This chapter has presented an introduction
to the theoretical foundations of
abstract data types.
In particular, a characterization was
given of types as constraints.
1
- abstraction -- control and data
- abstract data types -- values in a semantic domain
- types as constraints -- mathematical models
slide: Section 8.1: Abstraction and types
In section 1,
we discussed the notion of abstraction
in programming languages and
distinguished between control and
data abstractions.
Abstract data types were characterized as values in some domain,
and we looked at the various ways in which
to define mathematical models
for types.
2
- signature -- producers and observers
- generator universe -- equivalence classes
- initial model -- no junk, no confusion
- objects -- multiple world semantics
slide: Section 8.2: Algebraic specification
In section 2,
we studied the algebraic specification
of abstract data types by means of
a signature characterizing producers
and observers.
We discussed the notions of equivalence
classes and initial models,
which consist of precisely the equivalence
classes that are needed.

• GIVEN INFORMATION:
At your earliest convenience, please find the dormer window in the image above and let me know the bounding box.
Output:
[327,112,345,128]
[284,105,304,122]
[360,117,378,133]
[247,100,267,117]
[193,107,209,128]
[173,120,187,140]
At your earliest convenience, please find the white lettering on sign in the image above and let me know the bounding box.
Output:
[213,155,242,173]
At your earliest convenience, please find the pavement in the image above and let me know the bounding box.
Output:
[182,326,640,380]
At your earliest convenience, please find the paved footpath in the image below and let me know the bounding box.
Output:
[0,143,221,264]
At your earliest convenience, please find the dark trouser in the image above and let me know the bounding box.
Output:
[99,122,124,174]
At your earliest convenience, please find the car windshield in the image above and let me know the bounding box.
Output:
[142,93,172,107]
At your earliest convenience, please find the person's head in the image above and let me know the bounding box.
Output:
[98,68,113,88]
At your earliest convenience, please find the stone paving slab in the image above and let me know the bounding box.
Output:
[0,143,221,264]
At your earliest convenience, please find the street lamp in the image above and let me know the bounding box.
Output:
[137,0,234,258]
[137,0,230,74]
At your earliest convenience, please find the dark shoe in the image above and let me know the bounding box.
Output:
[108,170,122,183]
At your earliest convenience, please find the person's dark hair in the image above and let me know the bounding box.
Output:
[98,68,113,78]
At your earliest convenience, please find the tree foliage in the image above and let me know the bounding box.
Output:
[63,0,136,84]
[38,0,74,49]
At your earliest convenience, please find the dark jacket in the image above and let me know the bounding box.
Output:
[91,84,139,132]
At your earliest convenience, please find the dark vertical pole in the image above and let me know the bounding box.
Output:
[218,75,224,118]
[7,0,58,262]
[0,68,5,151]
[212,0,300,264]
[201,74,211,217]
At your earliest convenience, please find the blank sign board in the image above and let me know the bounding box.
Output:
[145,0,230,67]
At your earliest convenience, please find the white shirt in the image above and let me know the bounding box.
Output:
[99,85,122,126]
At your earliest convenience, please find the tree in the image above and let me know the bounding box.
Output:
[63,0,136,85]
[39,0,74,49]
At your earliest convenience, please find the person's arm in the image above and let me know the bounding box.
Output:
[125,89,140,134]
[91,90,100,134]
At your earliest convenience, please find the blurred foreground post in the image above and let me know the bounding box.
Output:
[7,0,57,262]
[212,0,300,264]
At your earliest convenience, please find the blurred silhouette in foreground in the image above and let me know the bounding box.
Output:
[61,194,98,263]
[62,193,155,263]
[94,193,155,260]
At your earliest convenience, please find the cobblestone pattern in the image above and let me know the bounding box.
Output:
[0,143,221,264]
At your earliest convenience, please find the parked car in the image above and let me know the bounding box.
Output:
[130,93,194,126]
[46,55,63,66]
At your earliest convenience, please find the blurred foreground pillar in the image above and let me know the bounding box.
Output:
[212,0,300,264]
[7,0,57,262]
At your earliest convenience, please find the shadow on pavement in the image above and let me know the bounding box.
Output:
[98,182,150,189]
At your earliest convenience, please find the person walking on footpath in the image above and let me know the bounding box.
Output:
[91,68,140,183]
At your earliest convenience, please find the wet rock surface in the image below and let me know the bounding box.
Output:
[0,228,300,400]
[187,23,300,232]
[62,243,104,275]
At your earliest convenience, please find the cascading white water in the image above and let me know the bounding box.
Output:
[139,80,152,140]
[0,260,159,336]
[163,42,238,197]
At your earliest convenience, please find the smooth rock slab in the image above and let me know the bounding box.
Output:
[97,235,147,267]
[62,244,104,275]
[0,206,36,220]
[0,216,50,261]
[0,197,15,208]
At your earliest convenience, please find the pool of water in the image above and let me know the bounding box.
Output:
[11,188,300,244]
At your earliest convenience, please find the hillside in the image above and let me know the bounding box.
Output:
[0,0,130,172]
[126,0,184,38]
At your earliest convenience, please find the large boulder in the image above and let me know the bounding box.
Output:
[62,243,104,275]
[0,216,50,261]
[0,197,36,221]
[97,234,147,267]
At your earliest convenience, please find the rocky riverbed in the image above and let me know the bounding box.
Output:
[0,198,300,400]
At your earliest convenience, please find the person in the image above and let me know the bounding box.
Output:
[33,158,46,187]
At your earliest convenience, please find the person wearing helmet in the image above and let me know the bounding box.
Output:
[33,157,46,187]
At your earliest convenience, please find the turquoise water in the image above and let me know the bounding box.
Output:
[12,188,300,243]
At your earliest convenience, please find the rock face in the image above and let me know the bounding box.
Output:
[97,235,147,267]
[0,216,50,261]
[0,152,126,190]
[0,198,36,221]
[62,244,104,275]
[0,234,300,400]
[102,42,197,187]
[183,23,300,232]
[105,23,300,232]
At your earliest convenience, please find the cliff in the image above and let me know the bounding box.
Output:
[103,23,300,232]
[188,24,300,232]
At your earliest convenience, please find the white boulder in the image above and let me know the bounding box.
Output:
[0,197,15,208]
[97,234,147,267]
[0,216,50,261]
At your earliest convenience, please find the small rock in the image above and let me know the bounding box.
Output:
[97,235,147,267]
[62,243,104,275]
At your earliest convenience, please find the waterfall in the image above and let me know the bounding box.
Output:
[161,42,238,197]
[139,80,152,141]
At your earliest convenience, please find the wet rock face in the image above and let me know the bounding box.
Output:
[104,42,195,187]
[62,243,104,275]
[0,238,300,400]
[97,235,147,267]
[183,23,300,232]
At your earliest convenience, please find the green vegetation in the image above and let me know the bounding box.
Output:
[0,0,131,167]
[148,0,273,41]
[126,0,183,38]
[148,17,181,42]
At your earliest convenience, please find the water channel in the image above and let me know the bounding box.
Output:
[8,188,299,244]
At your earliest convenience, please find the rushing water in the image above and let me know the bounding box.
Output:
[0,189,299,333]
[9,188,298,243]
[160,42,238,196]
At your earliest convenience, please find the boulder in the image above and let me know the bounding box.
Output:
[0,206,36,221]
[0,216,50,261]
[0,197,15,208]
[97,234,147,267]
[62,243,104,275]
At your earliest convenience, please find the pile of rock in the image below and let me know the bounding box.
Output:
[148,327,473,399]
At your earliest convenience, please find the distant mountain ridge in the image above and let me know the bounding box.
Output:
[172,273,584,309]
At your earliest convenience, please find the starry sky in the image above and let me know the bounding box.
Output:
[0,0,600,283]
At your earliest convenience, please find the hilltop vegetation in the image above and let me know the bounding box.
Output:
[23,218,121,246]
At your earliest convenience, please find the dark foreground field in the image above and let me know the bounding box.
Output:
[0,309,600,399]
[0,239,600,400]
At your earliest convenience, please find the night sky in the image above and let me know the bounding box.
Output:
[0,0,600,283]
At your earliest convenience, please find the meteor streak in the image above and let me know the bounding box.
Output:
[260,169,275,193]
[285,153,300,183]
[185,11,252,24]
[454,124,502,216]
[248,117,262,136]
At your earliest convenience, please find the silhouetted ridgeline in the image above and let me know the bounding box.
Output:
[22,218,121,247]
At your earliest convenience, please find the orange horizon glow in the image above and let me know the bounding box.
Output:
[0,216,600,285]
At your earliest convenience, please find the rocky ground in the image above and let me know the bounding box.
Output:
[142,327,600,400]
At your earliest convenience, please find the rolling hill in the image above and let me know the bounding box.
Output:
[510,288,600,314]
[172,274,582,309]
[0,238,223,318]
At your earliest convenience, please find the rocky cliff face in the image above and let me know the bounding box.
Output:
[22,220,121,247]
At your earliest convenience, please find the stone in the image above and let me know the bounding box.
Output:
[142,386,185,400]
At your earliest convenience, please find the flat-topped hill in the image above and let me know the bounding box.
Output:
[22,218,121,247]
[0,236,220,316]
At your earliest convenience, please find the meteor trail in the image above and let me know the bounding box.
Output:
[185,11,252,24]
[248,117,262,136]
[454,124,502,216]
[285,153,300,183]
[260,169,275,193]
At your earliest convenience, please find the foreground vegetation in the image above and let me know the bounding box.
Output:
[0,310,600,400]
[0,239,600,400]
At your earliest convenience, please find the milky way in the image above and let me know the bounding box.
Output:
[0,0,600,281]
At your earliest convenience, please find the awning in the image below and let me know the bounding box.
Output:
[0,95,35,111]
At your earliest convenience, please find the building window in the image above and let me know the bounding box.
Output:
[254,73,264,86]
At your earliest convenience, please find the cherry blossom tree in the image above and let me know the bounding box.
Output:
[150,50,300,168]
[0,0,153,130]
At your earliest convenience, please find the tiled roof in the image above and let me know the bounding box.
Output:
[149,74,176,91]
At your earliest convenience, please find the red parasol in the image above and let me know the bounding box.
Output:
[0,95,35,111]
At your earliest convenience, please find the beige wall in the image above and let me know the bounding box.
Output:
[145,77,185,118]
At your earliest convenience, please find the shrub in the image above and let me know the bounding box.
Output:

• REQUEST A:
Answer these questions from the abstract data types summary:
(i) Which two kinds of abstraction does section 1 distinguish?
(ii) What does the signature characterize in the algebraic specification?
(iii) What do initial models consist of?
• REQUEST B:
Pick up the abstract data types summary after its final sentence and continue it.

• REPLY A:
(i) Control abstractions and data abstractions.
(ii) Producers and observers.
(iii) Precisely the equivalence classes that are needed.

• REPLY B:
3
- data abstraction -- generators/observers matrix
- modules -- operation oriented
- objects -- data oriented
slide: Section 8.3: Decomposition -- modules versus objects
Also, we looked at the interpretation of
objects as algebras, and we discussed
a multiple world semantics allowing for
dynamic state changes.
In section 3,
we looked at the various ways we may realize data abstractions
and we distinguished between a modular
approach, defining a collection of
operations, and a data oriented approach,
employing objects.
4
- types -- syntactically, semantically, pragmatically
- compatible modifications -- type, signature, class
slide: Section 8.4: Types versus classes
Finally, in section 4, we discussed the differences
between a syntactic, semantic and operational
interpretation of types,
and how these viewpoints affect our
notion of refinement or compatible
modification.